Repeat the records below word for word, but start at the line that contains "For every instance of the blue sky", stop after the last line, and include nothing else.

* [Data extracted from a collection]:
»»
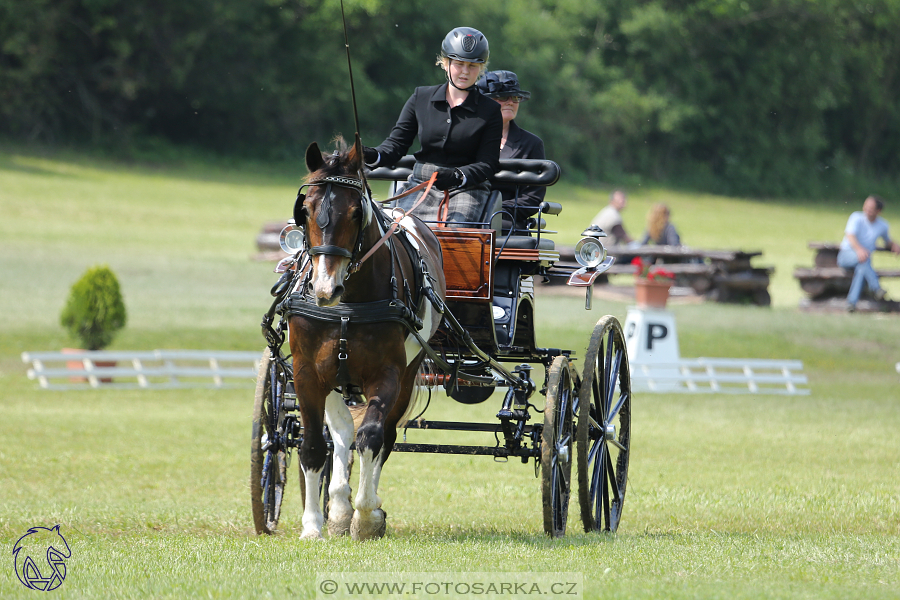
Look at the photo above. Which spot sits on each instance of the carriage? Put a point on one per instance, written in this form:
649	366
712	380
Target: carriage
484	340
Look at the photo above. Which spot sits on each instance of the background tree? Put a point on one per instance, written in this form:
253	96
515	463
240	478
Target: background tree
778	97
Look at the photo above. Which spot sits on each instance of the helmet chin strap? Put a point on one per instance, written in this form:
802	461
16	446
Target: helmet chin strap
450	81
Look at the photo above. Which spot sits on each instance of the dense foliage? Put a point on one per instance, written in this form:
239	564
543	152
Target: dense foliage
753	96
94	312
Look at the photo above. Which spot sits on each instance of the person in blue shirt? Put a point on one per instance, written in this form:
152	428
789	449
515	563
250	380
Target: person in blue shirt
863	230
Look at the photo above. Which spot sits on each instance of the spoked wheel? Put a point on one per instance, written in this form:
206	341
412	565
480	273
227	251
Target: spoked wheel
268	459
604	428
557	439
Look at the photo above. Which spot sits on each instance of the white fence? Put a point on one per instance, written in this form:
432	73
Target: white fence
155	369
721	376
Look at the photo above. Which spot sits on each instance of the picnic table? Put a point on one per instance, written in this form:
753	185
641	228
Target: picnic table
719	275
826	280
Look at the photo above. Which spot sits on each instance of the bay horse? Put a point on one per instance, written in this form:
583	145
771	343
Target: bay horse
357	324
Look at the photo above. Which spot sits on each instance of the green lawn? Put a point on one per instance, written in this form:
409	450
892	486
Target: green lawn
728	496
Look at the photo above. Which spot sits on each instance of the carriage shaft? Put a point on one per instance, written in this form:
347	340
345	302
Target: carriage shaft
497	451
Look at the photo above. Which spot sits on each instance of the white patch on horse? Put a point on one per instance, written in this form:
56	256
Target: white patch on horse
312	512
340	425
325	283
368	519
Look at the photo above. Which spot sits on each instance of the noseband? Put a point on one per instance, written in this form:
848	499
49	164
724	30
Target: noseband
324	215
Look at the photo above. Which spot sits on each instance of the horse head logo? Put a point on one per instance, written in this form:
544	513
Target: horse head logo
50	549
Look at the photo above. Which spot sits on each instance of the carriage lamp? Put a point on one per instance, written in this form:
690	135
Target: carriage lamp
589	252
291	239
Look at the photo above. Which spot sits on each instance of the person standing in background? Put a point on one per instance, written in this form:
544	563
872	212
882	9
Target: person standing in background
610	218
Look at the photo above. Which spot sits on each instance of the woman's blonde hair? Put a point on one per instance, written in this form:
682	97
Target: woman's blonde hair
444	63
656	220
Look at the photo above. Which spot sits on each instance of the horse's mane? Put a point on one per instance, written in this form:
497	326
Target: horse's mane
339	163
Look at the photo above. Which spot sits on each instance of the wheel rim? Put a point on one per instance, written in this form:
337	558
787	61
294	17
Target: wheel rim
604	428
557	445
268	460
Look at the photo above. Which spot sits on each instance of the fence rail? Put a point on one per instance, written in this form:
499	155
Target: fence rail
721	376
155	369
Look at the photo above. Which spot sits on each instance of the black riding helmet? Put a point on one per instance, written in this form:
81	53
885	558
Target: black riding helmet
500	84
465	43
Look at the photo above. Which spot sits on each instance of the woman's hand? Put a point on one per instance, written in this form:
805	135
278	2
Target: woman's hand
448	178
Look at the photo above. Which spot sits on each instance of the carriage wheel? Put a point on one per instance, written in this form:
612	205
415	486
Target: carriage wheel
268	462
604	428
557	440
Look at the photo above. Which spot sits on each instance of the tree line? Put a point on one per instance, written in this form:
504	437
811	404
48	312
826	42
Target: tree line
764	97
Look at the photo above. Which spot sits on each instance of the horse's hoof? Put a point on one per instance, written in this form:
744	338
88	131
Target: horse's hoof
339	527
372	528
339	517
311	536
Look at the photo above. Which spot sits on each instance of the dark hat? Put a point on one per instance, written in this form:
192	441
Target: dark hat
465	43
496	84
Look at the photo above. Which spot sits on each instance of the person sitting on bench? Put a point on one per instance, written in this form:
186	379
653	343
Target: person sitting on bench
860	237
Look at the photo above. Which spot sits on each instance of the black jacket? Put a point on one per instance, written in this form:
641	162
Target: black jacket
521	144
466	136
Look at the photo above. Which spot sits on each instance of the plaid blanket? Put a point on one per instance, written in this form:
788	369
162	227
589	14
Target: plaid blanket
465	207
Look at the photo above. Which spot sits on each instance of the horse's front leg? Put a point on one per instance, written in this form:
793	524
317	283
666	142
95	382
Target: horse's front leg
369	518
313	453
340	424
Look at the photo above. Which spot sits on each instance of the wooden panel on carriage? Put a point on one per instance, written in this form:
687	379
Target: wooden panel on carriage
468	262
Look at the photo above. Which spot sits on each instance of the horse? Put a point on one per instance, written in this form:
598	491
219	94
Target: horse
357	331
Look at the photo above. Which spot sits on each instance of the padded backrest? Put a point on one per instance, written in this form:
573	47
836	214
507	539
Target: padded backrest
513	171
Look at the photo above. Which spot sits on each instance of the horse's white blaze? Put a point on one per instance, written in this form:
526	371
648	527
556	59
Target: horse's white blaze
340	424
367	498
325	283
312	512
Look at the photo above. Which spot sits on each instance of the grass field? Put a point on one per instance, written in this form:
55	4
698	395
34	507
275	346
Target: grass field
728	497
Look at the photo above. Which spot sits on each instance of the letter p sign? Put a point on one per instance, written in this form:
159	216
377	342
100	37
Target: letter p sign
655	331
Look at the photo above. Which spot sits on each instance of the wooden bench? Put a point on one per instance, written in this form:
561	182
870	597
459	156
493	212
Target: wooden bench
719	275
826	280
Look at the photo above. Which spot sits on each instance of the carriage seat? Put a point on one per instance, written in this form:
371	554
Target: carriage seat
513	171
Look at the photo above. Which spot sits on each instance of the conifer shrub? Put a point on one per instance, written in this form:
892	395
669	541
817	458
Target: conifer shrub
95	311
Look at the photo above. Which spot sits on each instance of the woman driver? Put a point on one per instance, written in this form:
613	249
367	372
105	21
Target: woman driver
459	132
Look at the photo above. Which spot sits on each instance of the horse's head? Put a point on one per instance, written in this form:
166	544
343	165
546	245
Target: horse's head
334	211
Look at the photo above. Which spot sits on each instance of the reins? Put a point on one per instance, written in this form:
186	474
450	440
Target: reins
395	225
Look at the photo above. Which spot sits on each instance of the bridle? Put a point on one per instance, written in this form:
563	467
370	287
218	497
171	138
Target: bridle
323	216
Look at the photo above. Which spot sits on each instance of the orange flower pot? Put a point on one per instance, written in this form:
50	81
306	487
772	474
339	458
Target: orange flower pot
651	294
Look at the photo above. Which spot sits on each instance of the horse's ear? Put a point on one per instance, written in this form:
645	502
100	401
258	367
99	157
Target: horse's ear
354	158
314	160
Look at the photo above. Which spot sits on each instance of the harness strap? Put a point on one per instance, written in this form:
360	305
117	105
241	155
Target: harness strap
396	223
333	250
343	374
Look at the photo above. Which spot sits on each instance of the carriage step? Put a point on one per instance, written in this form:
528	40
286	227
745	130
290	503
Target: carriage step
459	426
496	451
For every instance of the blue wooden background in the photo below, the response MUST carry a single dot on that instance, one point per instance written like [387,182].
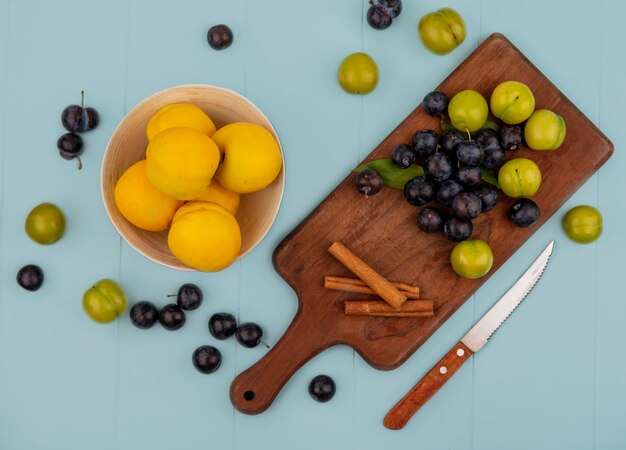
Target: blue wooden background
[553,378]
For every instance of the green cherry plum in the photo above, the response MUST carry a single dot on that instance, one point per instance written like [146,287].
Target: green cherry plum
[519,177]
[583,224]
[104,301]
[45,223]
[512,102]
[468,111]
[471,258]
[544,130]
[441,31]
[358,74]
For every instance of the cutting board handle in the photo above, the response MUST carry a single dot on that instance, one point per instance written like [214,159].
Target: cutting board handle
[254,390]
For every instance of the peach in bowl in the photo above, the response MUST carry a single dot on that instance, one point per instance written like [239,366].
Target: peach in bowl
[193,177]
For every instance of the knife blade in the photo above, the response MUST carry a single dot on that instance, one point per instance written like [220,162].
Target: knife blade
[471,343]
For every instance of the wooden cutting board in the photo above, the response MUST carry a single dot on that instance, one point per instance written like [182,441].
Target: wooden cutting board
[381,230]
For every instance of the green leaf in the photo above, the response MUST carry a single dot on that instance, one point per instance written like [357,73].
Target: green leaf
[489,176]
[393,176]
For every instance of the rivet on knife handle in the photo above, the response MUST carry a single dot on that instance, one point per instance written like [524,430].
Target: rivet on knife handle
[427,387]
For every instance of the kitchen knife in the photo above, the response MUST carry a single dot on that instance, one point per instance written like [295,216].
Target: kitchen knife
[472,342]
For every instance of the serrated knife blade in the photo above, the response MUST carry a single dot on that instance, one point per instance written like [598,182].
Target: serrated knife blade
[472,342]
[480,333]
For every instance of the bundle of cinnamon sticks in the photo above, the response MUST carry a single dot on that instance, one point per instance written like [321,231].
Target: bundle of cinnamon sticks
[395,299]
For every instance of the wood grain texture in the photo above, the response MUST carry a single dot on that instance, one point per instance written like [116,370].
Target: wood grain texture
[428,386]
[381,229]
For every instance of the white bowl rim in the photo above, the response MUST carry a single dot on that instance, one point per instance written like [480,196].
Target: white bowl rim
[180,87]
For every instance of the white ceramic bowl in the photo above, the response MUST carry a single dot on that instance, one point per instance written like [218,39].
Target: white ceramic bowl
[257,211]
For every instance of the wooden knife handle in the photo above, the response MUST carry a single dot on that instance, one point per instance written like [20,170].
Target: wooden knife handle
[400,414]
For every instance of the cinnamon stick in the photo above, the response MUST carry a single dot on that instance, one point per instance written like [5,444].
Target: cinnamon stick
[411,308]
[358,286]
[373,279]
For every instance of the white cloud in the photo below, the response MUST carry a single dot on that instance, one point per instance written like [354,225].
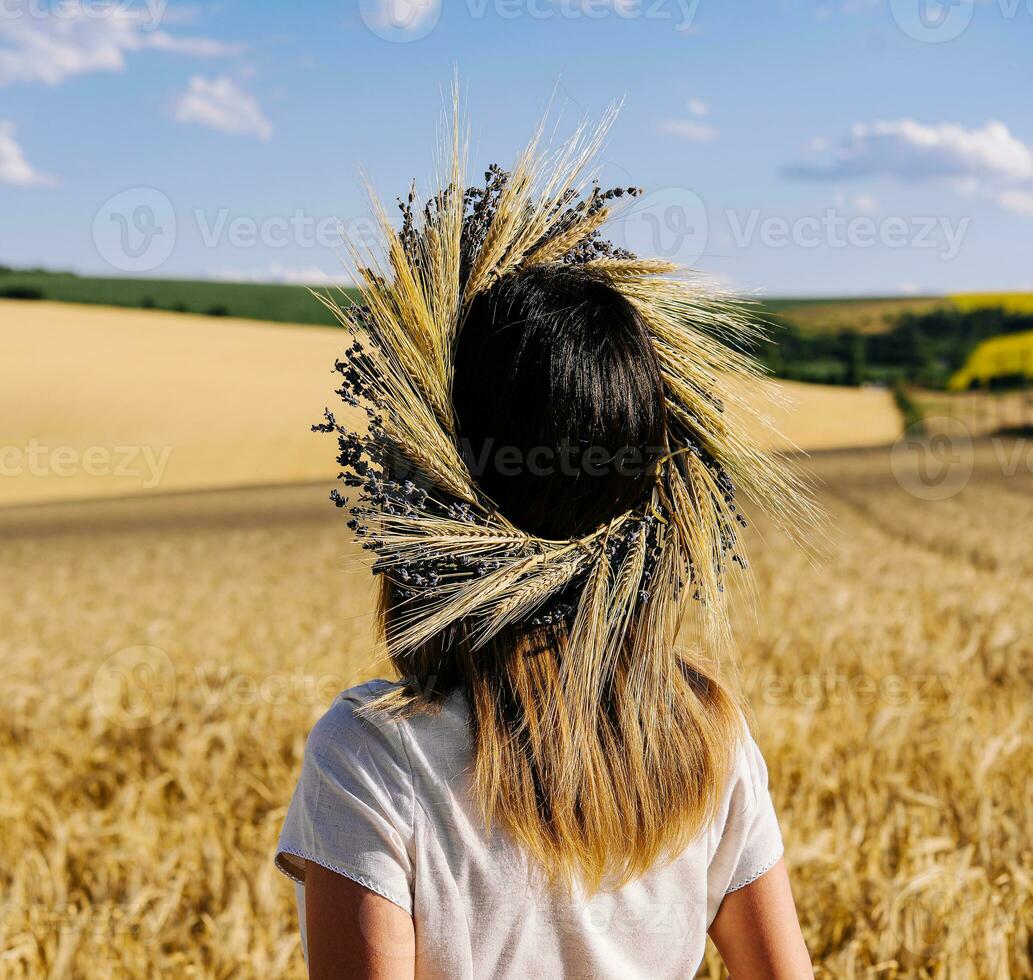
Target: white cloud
[913,151]
[13,167]
[689,129]
[408,16]
[1018,200]
[222,104]
[52,44]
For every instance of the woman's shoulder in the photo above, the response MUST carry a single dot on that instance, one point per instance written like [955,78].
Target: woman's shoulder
[355,723]
[352,719]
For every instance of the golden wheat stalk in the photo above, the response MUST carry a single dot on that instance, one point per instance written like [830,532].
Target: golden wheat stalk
[413,297]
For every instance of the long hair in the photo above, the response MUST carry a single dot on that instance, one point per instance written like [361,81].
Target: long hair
[560,408]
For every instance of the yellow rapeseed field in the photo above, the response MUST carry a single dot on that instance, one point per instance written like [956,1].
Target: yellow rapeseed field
[1010,354]
[1013,302]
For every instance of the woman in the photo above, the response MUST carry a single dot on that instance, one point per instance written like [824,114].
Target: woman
[546,483]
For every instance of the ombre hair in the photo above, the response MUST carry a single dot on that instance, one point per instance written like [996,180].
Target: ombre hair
[597,778]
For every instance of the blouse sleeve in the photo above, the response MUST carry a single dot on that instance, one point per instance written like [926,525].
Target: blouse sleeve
[750,842]
[352,810]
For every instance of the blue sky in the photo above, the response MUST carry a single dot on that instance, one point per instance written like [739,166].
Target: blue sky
[789,148]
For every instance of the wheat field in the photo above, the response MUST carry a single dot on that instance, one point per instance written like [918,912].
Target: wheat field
[165,657]
[100,402]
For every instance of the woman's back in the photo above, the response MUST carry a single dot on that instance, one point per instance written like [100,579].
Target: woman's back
[388,803]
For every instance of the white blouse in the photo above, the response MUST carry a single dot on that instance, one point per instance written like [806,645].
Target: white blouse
[387,803]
««
* [Solved problem]:
For every instance of the blue sky in the photo above, the response MUST carry a single dot on that instance, one point per instance written like [739,166].
Target: blue sky
[789,148]
For every instance of the wheat field in the photo above, the response MUST carry a single dot on that instance, one point per instance written like [918,912].
Target: wheat field
[165,657]
[100,402]
For every instance of the woman's back in the photo above, the response MUST carry a single dot on that instance, one point per instance written like [100,579].
Target: woman's back
[388,803]
For every instance of the white blouse in the photo above, the response MUST carry a single dot on that instance, one point per instance written like [806,645].
Target: white blouse
[387,803]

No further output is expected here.